Written problem 1:
In the e-reader anecdote, which e-reader had the largest screen at the time?
Written problem 2:
Retype the part of the e-reader anecdote between "Needless to say" and "pipeline of content.", inclusive.

Source excerpt:

──────

Sadly if they are in that mindset they are already dead, they just don't know
it.

Another anecdote. I was trying to create a viable replacement for the
newspaper briefly. E-readers were new, but had gotten past 'fringe.' There
were some vendors who had good hardware but not great software, one of the
vendors was Plastic Logic which had exclusive control over a process for
making flexible e-ink screens that were very durable. At the time, (and to
some extent today), that the screen needed a glass substrate meant large
format e-readers weren't feasible. My iRex Illiad V2 had the largest screen at
the time and folks complained bitterly when a coffee cup or some other modest
'event' cracked the screen. I decided that to blow the lid off this we needed
to marry a big flexible screen with a core of open source software and a new
UI so I talked with the guy at PL who helped the CEO define the overall
company strategy (well that is what he said, hard to know etc etc). The key
founders at PL were the scientists who had 'invented' this technology. They
_knew_ how huge it could be and dammit all that money was going to flow right
into their pockets! E-readers were a zero trillion dollar market and they had
showed a reader which had some really nice properties for shipping 'later that
year'. The only problem was that nobody knew what a 'real' UI was for these
things, nobody knew what the best price points were, they were only B&W and
tablets were threatening (iPad hadn't been released yet) and I said "You can't
possibly hope to out invest everyone else in making these things successful,
especially Amazon who has a built in way to make money off these things in
perpetuity. If you stay on this road you are already dead."

Obviously not what the guy was expecting to hear, after all they could do
something nobody else could! Except that geeks and freaks like me were buying
e-readers for exorbitant prices because we did that kind of thing but the
_real_ market was much lower in price, and a company trying to capitalize the
creation of an entirely new fabrication process was going to amortize all
those costs over their ability to deliver what was essentially a consumer
electronic device? You can bet all your money on one number at the roulette
wheel but its not a good business strategy.

Needless to say things played out exactly as I said they would, PL was always
just about to release or finalize their specs when the next thing dropped and
added new checklist items they needed to go back and implement, early results
with the UI were poor and the price floor fell out with Amazon pushing things
out at cost. Their reader that they thought they would get $1,000 for was
going to under perform a $400 reader with a built in pipeline of content.

──────

Data lines:
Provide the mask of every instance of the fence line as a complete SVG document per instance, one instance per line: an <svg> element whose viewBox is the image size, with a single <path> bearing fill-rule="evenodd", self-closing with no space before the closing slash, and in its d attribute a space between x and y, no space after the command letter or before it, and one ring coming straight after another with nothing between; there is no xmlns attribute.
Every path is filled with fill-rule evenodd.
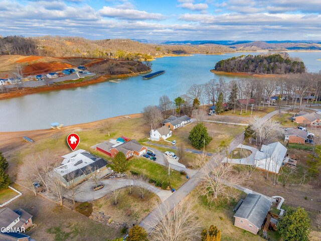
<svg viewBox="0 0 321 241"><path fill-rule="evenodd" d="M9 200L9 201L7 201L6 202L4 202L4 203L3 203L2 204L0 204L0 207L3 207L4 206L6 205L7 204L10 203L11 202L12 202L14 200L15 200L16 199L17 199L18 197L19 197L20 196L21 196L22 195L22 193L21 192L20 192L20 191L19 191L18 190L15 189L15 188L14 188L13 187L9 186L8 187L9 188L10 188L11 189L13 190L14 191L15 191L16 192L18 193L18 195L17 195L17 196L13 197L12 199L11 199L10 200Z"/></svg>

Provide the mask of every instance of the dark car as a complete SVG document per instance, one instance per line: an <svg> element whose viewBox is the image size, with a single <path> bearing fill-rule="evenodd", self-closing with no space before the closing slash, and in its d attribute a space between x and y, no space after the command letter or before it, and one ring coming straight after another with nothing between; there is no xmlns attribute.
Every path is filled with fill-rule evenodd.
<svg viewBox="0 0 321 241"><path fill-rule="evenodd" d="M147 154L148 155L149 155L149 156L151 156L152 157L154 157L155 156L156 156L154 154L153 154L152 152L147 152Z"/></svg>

──────

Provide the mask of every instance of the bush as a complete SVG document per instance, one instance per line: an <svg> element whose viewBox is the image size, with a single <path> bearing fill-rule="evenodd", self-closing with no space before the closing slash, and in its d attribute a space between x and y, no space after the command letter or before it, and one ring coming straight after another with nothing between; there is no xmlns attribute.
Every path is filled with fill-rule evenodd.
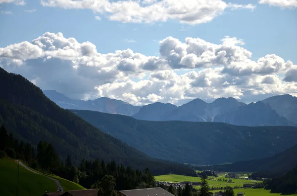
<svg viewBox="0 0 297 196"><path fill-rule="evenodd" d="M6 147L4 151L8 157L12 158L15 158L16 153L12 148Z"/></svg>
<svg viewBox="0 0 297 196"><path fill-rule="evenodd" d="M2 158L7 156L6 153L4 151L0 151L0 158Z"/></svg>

──────

Result 1:
The iRex Illiad V2.

Result 2:
Needless to say things played out exactly as I said they would, PL was always
just about to release or finalize their specs when the next thing dropped and
added new checklist items they needed to go back and implement, early results
with the UI were poor and the price floor fell out with Amazon pushing things
out at cost. Their reader that they thought they would get $1,000 for was
going to under perform a $400 reader with a built in pipeline of content.